-- Begin MATERIAL PROVIDED --

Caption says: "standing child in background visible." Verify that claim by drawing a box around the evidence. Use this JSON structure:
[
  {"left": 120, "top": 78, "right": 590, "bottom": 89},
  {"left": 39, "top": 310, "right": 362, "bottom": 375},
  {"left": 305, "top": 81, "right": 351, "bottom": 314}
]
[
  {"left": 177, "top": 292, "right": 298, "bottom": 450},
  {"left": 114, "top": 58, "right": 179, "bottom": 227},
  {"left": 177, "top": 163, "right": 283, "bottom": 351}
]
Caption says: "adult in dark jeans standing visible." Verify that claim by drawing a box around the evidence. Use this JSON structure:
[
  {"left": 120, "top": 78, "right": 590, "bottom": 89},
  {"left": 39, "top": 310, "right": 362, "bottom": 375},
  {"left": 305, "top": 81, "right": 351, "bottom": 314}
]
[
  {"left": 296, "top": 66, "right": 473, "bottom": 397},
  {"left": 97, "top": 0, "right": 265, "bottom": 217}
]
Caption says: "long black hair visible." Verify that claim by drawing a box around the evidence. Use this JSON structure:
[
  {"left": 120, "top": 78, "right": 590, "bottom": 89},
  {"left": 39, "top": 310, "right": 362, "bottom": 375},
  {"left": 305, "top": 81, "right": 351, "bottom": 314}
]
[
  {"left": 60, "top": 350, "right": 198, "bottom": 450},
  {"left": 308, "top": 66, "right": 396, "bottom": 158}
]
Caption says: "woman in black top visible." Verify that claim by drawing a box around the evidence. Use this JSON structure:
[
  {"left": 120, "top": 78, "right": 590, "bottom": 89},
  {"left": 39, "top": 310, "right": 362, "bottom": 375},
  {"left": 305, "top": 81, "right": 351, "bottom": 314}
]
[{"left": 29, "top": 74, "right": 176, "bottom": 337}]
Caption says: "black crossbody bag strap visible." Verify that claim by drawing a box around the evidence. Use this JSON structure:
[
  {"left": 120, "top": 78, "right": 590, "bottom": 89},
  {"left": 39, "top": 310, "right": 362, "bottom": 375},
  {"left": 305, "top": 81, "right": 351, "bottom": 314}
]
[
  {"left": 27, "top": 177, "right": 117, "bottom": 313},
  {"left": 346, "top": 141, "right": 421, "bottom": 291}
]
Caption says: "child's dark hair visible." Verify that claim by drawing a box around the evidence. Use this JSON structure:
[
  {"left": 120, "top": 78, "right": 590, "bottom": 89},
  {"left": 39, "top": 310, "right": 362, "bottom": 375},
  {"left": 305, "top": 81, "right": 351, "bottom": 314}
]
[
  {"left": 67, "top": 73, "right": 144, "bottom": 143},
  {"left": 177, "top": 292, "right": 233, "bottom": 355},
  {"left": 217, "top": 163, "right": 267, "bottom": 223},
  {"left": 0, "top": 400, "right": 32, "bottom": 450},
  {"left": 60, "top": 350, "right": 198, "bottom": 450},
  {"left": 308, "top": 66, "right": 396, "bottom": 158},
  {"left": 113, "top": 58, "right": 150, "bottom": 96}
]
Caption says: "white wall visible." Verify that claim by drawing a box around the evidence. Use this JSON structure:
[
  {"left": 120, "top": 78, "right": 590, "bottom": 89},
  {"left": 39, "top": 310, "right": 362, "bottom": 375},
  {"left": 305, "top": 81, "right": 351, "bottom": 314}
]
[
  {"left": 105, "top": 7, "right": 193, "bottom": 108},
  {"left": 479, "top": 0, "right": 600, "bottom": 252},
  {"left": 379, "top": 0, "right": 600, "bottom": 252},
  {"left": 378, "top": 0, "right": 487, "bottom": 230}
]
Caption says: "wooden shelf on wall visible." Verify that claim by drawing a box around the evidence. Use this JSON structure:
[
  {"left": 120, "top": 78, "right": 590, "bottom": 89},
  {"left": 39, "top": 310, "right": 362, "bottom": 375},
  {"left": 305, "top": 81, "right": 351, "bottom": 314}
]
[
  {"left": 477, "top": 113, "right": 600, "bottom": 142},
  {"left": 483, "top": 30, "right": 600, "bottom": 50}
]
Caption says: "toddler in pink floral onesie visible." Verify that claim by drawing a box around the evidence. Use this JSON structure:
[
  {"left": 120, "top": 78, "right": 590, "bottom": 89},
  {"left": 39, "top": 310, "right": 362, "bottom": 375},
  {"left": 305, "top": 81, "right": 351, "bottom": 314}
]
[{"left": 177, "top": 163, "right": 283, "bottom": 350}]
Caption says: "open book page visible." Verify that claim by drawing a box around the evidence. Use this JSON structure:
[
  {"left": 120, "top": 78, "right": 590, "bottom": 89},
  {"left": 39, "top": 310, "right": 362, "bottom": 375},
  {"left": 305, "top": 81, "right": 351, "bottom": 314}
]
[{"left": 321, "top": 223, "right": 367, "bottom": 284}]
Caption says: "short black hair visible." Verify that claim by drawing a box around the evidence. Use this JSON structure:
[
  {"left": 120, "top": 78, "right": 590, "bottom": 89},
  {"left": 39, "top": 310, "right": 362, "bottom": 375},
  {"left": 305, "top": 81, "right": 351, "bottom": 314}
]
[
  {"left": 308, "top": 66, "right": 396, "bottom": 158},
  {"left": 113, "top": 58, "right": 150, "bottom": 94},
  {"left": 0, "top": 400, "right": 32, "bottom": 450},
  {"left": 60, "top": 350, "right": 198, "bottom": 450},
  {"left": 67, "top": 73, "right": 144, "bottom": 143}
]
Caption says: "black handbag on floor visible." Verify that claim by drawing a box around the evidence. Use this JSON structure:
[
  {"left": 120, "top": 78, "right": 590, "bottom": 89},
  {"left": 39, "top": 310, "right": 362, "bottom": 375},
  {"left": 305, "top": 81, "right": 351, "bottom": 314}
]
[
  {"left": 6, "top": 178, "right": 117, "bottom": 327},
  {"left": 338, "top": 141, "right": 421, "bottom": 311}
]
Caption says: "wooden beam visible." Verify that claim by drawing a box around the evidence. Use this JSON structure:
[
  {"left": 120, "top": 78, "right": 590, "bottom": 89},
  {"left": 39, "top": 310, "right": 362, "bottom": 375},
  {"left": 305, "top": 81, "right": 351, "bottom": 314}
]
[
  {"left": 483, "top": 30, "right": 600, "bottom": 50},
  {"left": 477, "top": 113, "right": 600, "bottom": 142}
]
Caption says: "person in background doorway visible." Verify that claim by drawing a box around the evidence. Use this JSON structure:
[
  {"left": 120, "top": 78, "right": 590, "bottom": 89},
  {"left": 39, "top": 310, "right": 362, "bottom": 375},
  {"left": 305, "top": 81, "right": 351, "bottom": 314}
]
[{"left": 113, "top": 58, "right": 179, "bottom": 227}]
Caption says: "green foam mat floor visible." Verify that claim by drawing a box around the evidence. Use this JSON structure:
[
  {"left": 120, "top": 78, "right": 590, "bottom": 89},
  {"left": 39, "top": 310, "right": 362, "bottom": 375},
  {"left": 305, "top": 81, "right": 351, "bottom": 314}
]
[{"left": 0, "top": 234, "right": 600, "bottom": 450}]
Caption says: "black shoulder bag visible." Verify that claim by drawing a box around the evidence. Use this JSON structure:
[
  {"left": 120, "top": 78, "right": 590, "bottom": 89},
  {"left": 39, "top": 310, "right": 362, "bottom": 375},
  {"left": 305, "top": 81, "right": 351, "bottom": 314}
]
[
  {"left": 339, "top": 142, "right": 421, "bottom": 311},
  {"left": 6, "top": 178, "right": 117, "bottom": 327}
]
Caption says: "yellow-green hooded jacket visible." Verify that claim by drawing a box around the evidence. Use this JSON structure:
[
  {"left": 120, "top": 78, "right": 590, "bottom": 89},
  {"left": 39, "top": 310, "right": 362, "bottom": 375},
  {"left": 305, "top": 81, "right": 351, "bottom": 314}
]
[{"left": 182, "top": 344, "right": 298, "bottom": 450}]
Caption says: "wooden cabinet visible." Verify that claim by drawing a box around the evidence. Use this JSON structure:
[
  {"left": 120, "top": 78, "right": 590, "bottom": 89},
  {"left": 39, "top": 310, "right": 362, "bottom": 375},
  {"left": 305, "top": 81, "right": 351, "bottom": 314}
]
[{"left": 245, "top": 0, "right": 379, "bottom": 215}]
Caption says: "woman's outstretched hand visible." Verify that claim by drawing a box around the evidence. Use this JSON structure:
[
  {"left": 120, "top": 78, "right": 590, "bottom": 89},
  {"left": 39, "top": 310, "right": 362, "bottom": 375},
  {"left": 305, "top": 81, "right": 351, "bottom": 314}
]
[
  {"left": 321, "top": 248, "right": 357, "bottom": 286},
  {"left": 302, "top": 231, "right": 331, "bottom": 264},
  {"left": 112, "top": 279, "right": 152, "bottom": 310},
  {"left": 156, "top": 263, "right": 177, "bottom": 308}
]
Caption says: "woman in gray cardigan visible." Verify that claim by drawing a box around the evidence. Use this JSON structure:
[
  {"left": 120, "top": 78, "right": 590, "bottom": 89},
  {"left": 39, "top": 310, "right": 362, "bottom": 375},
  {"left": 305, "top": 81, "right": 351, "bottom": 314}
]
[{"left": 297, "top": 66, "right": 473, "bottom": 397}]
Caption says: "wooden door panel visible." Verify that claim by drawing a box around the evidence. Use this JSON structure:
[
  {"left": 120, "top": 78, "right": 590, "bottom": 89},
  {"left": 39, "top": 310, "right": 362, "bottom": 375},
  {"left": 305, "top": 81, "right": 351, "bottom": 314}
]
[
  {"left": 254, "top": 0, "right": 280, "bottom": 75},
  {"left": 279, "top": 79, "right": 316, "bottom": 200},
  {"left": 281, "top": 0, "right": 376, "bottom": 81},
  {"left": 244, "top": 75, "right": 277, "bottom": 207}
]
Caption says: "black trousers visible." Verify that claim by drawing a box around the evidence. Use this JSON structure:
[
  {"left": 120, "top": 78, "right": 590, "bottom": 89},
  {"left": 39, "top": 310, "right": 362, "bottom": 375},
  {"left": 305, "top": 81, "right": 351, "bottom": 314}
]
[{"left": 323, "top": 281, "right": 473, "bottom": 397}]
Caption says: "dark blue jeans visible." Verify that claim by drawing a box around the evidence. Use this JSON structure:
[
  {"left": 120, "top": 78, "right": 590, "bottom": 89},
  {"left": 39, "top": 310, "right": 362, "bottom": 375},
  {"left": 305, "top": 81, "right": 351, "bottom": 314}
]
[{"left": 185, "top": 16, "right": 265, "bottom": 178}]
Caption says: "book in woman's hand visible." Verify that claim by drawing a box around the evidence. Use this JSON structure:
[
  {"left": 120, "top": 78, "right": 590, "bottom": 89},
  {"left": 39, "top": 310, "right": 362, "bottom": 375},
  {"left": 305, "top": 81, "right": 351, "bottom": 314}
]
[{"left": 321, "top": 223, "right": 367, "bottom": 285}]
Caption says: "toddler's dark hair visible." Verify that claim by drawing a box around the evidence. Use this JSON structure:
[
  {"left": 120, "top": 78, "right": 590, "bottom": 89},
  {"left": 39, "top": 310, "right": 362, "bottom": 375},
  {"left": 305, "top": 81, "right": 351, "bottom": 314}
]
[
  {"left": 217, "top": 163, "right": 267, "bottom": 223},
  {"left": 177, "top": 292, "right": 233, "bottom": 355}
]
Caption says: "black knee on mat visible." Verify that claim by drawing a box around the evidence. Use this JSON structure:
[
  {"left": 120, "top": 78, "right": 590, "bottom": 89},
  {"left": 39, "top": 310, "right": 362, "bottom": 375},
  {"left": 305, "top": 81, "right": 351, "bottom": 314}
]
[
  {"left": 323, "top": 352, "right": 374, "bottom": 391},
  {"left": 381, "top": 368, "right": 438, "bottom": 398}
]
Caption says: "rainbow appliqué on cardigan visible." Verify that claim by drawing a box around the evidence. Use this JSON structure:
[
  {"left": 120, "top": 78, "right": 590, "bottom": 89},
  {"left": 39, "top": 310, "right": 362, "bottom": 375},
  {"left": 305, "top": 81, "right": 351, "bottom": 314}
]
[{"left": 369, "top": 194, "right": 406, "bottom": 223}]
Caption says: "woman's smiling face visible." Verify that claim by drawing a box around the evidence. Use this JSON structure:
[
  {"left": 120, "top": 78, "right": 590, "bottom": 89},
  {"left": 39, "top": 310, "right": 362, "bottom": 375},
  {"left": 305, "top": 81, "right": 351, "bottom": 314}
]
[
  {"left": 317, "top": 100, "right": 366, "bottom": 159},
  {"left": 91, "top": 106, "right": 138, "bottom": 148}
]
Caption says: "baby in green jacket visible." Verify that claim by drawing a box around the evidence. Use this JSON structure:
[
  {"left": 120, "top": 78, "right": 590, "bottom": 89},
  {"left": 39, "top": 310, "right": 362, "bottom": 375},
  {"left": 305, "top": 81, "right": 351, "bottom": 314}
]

-- End MATERIAL PROVIDED --

GOAL:
Repeat word for word each line from the one with "knee on mat" to the end of the records above, inclusive.

OUTPUT OF THE EXERCISE:
Caption says: "black knee on mat visible." Verify that claim by drawing a box around the evidence. Use this JSON structure:
[
  {"left": 120, "top": 78, "right": 590, "bottom": 89},
  {"left": 39, "top": 310, "right": 362, "bottom": 375},
  {"left": 305, "top": 81, "right": 351, "bottom": 314}
]
[
  {"left": 323, "top": 352, "right": 374, "bottom": 391},
  {"left": 381, "top": 368, "right": 438, "bottom": 398}
]
Caption says: "rainbow appliqué on cardigan visible." Verify that claim by drawing a box around the evidence. Use this JSON structure:
[
  {"left": 120, "top": 78, "right": 590, "bottom": 89},
  {"left": 39, "top": 310, "right": 362, "bottom": 375},
  {"left": 305, "top": 81, "right": 351, "bottom": 314}
]
[{"left": 369, "top": 194, "right": 406, "bottom": 223}]
Caption says: "woman's smiling face visible." Verify that claim by drawing a box around the evidence. Use this JSON structure:
[
  {"left": 120, "top": 78, "right": 590, "bottom": 89},
  {"left": 39, "top": 310, "right": 362, "bottom": 375},
  {"left": 305, "top": 81, "right": 351, "bottom": 314}
]
[
  {"left": 317, "top": 100, "right": 366, "bottom": 159},
  {"left": 91, "top": 106, "right": 138, "bottom": 148}
]
Caption says: "baby in green jacket visible." Verify that claim by drawing a box around the evidence. Use this JSON structure:
[
  {"left": 120, "top": 78, "right": 590, "bottom": 89},
  {"left": 39, "top": 310, "right": 362, "bottom": 375},
  {"left": 305, "top": 81, "right": 351, "bottom": 314}
]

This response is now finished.